• SET EXERCISE:
Replace "marker" with "dot" in the data from the line containing "One marker belongs on each instance of the library" down to the line containing "[(684, 471), (52, 507), (449, 462), (227, 436)]", both ends included. Reproduce only those lines, with everything else left unchanged.

• INFORMATION GIVEN:

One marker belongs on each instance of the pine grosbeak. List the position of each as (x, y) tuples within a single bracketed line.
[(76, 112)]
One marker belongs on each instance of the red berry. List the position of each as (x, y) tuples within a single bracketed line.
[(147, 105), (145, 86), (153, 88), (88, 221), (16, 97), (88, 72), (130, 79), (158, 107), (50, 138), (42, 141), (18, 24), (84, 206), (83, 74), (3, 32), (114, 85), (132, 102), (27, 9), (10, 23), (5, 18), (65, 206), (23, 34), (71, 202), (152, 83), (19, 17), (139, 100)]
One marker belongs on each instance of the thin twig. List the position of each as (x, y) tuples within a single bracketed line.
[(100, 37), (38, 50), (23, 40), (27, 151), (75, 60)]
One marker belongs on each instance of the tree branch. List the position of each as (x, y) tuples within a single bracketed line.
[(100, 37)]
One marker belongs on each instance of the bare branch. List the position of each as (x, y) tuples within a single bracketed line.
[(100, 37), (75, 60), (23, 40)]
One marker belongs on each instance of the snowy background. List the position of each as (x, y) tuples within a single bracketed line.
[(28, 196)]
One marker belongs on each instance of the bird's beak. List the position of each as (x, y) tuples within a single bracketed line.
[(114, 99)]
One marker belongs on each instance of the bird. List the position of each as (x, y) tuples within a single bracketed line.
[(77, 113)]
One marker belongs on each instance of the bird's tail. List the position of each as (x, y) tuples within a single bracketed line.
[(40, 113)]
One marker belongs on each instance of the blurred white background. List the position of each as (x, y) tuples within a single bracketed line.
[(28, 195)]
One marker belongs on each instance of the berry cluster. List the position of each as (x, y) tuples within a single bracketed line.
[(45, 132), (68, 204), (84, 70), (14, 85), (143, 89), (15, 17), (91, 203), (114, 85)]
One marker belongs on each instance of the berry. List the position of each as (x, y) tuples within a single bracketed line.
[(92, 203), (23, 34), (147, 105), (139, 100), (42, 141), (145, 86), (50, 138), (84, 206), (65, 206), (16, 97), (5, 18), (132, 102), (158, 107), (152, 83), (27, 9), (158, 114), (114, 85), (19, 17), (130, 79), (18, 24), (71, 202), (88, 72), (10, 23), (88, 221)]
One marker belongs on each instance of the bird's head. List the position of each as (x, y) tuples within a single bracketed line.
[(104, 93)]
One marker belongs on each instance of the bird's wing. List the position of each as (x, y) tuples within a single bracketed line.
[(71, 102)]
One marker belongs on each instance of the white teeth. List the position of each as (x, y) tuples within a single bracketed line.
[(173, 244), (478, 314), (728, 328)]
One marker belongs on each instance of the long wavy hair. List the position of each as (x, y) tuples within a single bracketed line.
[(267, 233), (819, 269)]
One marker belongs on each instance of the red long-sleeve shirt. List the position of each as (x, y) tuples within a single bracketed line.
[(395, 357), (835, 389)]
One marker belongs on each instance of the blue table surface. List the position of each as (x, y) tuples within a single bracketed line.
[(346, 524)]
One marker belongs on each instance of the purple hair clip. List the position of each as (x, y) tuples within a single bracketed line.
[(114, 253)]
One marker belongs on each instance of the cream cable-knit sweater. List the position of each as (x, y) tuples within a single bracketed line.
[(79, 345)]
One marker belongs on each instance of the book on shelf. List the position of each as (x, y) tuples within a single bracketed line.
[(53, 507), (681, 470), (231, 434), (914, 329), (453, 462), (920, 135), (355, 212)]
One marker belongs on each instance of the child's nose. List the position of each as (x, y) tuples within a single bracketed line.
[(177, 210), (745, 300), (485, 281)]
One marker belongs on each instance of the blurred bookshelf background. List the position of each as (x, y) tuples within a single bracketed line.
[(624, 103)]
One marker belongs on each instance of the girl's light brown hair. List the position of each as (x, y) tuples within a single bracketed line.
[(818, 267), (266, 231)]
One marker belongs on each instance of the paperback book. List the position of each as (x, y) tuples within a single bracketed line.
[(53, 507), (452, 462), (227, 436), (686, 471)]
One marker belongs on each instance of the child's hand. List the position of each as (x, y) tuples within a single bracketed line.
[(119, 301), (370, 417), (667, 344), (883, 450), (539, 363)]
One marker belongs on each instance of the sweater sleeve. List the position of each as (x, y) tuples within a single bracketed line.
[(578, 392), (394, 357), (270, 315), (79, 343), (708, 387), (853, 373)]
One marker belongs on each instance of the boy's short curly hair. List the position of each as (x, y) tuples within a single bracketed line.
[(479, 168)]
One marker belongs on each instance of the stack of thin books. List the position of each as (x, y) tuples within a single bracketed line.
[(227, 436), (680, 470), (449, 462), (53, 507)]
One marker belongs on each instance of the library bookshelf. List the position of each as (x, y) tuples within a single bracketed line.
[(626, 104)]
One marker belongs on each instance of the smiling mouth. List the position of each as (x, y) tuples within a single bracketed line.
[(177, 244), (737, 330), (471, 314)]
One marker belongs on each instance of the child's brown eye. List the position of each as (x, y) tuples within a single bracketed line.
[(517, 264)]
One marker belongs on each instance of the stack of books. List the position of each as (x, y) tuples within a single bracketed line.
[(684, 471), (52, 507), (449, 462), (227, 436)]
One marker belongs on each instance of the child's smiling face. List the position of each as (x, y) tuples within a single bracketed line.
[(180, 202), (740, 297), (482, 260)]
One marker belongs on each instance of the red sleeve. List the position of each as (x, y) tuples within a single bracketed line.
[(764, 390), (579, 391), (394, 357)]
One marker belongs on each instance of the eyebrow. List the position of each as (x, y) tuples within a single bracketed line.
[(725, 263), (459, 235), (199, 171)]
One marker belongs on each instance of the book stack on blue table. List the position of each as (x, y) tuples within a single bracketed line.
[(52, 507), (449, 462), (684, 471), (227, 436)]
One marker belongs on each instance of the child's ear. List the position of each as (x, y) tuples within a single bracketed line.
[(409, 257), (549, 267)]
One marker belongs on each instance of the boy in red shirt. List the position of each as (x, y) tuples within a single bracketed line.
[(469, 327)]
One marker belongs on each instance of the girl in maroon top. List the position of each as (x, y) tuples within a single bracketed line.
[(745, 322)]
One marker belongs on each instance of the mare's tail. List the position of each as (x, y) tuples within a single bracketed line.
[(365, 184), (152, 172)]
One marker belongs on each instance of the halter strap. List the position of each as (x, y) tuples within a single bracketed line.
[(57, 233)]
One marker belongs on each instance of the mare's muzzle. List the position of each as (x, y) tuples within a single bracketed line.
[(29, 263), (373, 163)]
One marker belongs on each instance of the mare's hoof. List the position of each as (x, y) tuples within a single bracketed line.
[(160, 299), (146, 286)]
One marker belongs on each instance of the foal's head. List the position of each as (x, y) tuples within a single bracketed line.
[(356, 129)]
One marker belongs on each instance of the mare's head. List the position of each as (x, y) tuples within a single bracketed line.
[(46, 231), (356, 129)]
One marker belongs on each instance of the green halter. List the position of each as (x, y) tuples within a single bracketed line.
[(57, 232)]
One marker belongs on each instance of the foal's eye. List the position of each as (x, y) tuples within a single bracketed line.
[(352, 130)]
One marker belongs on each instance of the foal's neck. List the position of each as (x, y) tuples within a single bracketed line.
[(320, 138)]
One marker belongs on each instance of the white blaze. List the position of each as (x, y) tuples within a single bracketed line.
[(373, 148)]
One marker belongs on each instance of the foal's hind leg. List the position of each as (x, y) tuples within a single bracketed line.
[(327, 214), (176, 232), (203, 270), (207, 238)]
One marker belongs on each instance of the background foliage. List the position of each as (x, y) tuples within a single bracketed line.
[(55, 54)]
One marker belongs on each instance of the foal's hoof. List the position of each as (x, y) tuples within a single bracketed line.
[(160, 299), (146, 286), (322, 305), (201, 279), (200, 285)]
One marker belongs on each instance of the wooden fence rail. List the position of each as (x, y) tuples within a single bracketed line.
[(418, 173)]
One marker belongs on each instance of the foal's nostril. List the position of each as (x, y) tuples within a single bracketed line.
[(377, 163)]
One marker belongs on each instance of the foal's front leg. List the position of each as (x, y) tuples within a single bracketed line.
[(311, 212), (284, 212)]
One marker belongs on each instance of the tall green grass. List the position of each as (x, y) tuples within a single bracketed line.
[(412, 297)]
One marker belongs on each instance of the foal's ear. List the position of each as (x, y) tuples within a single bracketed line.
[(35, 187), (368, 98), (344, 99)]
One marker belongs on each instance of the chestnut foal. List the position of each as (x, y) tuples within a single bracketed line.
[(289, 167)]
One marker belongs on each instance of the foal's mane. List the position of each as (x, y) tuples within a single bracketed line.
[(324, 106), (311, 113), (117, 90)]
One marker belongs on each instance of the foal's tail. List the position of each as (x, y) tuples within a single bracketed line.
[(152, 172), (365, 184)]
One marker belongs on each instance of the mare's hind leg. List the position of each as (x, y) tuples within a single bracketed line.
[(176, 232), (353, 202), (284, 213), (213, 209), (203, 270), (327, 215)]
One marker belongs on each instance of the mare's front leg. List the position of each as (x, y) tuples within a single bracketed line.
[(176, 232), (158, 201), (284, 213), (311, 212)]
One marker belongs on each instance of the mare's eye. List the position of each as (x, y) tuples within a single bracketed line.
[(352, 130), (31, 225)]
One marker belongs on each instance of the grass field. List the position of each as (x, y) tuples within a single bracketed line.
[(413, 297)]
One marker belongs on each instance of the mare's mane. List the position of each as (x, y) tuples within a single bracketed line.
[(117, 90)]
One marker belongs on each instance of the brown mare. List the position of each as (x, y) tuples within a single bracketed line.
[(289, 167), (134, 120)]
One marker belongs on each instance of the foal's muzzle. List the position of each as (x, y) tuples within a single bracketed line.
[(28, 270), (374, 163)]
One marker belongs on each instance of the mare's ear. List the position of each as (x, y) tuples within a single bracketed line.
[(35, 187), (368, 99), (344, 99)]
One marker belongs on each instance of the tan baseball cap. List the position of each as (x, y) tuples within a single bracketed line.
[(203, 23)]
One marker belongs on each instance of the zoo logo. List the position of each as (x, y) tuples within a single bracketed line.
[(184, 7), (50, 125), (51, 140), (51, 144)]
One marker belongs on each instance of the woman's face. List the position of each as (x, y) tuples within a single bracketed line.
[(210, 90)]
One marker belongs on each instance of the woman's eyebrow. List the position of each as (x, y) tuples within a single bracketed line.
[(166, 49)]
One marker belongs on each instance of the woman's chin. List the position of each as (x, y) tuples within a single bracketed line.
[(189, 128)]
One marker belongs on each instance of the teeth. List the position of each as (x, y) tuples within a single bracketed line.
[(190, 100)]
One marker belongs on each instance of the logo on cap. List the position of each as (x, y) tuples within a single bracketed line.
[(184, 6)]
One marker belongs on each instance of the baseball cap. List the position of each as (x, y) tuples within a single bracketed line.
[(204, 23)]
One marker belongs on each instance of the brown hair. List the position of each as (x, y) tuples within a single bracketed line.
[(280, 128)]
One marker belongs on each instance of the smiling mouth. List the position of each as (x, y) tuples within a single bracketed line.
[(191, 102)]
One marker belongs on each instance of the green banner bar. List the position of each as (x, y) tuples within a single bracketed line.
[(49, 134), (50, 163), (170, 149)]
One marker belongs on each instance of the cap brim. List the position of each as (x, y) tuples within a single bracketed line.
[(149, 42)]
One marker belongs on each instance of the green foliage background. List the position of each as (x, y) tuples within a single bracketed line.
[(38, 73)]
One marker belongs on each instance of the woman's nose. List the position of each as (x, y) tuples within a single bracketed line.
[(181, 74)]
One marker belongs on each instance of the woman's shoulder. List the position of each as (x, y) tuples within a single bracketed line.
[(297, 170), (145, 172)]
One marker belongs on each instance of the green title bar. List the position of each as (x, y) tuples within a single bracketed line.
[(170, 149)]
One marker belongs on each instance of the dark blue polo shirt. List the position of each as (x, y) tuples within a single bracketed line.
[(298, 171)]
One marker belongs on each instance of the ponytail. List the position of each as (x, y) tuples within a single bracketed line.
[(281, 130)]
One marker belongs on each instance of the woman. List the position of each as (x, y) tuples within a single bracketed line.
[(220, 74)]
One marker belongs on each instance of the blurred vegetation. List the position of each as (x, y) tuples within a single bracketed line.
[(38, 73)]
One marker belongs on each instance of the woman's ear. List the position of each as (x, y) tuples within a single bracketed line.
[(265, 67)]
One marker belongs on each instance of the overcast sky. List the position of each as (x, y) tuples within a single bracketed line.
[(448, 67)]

• EXERCISE ANSWER:
One dot belongs on each instance of the library bookshelf. List the position of each as (x, y) tuples within a single bracketed line.
[(626, 104)]
One dot belongs on each instance of the smiling mouth. List the position of each as (x, y) tuples within a single bracketed line.
[(177, 244), (737, 330), (471, 314)]
One dot belongs on each instance of the child's brown eye. List the position of each as (x, y) tuples within a single bracketed line.
[(517, 264)]
One dot belongs on each instance of the stack of books. List the position of each as (x, y) tuples within a single bracketed line.
[(684, 471), (52, 507), (449, 462), (227, 436)]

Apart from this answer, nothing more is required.